#### [DO THIS]
Reproduce the records below without any change, starting at their first line and ending with the line that contains "left=258, top=12, right=309, bottom=88", including both of those lines.

#### [DATA EXTRACT]
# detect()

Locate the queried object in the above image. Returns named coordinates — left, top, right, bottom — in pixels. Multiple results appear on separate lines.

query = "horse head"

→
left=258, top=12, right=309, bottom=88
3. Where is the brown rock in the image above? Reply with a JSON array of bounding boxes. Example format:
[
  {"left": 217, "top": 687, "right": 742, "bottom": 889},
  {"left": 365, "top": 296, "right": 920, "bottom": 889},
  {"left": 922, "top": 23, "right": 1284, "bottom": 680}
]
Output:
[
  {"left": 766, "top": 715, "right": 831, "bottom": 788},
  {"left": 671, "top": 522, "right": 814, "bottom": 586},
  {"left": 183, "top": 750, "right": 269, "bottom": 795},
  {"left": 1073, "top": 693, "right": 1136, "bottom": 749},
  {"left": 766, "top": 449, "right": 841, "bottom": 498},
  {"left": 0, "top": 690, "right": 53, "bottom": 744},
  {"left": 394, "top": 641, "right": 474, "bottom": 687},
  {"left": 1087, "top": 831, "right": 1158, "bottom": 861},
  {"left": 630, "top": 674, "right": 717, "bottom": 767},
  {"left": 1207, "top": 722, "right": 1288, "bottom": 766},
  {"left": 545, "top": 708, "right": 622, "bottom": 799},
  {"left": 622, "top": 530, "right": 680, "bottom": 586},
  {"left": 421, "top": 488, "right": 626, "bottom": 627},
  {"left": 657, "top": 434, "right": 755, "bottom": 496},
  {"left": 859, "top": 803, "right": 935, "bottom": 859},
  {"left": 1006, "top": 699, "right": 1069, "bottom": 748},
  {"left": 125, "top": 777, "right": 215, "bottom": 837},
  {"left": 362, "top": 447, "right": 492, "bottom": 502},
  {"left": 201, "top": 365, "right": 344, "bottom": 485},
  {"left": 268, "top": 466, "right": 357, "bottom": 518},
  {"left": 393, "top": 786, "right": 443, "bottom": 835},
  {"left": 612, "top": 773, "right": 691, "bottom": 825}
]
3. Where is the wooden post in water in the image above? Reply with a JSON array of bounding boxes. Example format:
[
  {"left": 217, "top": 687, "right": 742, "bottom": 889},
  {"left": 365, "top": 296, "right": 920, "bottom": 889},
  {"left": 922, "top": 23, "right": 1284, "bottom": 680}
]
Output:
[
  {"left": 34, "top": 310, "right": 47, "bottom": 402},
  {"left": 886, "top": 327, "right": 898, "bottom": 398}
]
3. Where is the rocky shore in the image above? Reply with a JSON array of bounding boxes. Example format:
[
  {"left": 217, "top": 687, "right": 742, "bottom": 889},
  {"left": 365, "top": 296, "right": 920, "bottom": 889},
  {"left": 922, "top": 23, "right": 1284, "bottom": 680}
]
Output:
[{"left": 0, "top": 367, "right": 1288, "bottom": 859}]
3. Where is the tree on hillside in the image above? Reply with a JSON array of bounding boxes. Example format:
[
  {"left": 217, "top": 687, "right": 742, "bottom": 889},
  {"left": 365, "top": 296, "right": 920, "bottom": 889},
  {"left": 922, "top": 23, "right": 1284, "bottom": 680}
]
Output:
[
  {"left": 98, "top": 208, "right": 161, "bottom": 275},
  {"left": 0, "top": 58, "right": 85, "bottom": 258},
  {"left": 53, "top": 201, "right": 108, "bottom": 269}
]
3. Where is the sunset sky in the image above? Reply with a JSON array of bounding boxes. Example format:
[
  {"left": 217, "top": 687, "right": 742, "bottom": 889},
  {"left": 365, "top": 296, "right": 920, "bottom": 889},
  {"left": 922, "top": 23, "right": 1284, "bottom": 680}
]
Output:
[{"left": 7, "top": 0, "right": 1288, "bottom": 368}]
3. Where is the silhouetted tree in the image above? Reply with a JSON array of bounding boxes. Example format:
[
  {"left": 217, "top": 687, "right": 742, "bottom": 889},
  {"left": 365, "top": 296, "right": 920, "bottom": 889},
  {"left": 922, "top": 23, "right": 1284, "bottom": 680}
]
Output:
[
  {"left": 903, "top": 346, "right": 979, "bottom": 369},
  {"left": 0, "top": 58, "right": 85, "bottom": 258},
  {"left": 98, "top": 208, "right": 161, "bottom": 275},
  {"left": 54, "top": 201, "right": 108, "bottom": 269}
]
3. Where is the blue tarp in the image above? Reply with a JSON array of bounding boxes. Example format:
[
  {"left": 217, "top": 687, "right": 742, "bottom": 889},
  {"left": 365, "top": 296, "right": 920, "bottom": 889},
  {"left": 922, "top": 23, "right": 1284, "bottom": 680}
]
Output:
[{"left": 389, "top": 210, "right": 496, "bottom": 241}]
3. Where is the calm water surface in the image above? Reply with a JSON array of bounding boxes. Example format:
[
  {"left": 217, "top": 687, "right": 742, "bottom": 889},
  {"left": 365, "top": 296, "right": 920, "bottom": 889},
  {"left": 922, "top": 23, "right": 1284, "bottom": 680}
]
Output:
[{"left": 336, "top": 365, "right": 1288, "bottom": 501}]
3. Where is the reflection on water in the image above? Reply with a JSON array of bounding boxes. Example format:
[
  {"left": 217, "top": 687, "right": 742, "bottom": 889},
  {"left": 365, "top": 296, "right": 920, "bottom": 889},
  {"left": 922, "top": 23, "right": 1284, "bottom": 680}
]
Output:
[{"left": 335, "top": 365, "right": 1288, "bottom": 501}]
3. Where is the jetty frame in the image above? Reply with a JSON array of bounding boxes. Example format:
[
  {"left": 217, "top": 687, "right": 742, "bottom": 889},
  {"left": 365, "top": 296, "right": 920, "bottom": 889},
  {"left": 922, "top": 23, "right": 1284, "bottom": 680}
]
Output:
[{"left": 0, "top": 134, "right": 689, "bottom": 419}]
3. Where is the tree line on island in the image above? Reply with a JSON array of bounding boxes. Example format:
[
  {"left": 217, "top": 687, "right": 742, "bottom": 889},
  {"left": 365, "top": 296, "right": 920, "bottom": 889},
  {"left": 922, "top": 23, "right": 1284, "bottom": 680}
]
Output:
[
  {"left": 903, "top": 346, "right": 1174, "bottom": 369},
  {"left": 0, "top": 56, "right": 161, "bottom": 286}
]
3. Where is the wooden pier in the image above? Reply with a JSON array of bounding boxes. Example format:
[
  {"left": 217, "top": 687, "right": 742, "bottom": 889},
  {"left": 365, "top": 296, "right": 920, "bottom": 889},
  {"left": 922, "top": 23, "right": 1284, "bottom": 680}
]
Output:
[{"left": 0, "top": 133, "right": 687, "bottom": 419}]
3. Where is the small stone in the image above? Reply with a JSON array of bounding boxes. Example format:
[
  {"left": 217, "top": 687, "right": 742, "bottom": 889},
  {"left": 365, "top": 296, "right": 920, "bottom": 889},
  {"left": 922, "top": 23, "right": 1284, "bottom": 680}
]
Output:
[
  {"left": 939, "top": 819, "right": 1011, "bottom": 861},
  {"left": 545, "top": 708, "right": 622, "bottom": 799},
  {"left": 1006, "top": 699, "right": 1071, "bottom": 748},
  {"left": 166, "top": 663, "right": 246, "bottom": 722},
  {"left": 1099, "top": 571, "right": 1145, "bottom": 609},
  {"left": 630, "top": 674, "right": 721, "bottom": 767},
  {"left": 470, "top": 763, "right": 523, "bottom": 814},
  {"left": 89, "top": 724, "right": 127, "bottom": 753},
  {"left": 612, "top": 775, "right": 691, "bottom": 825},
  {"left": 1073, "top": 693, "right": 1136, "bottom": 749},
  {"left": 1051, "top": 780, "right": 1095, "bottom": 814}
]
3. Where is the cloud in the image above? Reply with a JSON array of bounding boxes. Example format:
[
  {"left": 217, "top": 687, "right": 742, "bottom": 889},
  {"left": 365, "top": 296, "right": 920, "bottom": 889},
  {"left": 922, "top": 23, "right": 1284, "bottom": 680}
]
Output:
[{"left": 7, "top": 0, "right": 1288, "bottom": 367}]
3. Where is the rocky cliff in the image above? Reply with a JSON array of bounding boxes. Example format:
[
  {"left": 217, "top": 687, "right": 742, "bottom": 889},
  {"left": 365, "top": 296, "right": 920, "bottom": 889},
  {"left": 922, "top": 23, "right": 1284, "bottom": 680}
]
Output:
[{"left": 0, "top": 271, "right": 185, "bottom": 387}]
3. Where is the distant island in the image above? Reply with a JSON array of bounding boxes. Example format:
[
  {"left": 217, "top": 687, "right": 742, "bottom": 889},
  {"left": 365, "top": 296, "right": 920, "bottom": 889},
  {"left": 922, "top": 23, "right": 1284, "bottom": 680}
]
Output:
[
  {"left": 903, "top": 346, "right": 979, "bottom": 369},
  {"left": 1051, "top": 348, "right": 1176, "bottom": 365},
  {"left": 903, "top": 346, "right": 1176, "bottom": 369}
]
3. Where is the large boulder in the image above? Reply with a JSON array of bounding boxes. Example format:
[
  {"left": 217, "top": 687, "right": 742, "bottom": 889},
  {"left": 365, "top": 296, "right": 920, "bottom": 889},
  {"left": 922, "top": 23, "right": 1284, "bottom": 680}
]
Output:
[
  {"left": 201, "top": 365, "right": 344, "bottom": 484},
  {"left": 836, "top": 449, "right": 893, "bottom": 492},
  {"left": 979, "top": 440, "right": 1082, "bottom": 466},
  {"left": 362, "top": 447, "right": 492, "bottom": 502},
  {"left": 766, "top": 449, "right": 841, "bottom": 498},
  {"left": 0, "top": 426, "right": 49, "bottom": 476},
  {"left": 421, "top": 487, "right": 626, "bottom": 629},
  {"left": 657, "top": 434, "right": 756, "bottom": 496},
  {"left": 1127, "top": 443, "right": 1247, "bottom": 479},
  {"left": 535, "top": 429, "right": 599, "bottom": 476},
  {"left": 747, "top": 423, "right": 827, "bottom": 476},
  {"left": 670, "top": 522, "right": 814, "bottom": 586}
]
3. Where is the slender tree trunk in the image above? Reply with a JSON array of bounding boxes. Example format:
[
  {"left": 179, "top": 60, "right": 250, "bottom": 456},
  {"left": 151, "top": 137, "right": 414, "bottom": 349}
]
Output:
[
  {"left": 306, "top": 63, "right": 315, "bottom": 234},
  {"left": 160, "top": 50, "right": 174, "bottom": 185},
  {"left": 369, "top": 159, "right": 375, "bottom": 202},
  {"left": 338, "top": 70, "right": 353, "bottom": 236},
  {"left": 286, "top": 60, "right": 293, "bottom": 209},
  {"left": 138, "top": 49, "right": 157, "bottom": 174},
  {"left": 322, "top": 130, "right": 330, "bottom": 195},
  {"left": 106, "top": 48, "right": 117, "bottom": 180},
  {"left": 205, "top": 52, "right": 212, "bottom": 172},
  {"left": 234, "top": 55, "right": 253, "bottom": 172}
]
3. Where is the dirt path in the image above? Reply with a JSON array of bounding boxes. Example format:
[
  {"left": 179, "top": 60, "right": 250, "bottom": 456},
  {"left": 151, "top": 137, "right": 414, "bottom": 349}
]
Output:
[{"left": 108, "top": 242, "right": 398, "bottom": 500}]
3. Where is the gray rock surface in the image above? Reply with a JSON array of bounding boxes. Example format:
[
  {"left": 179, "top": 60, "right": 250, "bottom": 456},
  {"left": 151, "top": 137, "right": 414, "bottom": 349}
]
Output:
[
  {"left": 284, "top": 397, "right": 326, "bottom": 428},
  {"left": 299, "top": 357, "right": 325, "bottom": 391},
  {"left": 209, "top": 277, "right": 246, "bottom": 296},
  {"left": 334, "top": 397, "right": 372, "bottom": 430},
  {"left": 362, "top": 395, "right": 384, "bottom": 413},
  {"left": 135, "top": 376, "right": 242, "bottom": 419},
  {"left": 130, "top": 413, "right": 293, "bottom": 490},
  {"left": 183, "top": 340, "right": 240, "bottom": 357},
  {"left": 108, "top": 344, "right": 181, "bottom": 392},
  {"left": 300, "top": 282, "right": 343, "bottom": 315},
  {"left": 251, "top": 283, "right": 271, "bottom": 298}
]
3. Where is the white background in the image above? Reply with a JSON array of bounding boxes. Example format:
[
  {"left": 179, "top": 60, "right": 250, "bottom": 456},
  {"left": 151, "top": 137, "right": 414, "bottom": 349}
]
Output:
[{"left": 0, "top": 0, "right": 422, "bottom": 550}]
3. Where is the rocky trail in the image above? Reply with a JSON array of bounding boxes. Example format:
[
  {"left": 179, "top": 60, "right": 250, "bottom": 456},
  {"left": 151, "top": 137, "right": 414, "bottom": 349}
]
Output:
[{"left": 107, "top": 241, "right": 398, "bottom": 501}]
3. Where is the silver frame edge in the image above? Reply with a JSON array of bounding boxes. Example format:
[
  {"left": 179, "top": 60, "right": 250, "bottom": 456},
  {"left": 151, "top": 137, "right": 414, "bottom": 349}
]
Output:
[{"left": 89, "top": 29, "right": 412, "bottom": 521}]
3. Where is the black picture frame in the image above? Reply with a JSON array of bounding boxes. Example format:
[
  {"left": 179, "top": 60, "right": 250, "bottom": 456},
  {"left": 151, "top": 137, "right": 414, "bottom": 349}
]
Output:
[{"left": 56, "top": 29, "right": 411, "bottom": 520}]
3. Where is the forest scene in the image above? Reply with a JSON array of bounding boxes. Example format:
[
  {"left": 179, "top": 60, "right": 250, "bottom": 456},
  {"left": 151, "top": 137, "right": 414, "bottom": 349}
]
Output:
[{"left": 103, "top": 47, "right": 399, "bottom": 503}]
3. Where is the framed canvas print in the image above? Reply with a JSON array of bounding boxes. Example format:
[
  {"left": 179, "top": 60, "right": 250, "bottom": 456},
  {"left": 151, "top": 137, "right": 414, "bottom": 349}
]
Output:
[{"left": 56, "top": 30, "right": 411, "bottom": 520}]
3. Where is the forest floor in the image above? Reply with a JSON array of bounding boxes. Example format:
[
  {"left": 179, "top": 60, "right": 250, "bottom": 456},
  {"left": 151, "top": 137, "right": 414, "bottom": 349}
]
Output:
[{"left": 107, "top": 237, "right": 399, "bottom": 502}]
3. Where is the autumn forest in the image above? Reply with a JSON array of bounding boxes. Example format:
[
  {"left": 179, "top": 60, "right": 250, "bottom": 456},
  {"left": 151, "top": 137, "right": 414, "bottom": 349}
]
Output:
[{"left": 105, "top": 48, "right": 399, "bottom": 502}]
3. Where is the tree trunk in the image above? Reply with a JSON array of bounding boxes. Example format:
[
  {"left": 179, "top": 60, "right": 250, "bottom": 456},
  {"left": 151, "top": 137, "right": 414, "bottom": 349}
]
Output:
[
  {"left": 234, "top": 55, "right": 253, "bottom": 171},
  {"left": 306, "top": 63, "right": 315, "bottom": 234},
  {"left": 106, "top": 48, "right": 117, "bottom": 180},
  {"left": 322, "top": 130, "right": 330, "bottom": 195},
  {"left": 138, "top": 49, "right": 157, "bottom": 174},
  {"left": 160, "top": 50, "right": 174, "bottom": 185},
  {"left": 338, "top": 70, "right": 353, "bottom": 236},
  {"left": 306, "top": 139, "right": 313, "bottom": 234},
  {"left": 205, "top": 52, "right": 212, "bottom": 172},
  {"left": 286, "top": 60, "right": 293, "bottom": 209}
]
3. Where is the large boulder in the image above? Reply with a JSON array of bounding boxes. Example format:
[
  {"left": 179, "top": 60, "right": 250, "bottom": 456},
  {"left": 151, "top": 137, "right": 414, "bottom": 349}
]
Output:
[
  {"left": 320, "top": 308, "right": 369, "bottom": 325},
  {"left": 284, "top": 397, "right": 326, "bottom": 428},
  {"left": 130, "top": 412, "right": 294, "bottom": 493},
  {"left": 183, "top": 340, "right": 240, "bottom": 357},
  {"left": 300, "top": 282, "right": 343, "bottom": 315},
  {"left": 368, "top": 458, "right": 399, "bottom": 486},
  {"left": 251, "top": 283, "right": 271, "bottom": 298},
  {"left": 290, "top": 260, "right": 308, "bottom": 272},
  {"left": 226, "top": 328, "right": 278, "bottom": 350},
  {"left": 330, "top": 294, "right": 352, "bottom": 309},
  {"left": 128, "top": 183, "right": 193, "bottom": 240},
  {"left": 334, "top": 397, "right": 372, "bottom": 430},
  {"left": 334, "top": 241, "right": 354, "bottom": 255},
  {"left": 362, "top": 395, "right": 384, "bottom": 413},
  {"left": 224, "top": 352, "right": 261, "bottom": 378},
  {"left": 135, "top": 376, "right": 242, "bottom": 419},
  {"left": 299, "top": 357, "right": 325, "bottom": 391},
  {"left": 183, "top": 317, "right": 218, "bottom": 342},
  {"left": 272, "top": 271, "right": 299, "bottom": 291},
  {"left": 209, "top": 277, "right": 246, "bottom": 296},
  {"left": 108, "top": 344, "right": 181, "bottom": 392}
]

#### [SOLUTION FOR THIS EXERCISE]
# detect()

Locate the queried object in the above image. Returns named coordinates — left, top, right, bottom — in pixels. Multiple results appear on separate lines.

query = "horse head"

→
left=258, top=12, right=309, bottom=88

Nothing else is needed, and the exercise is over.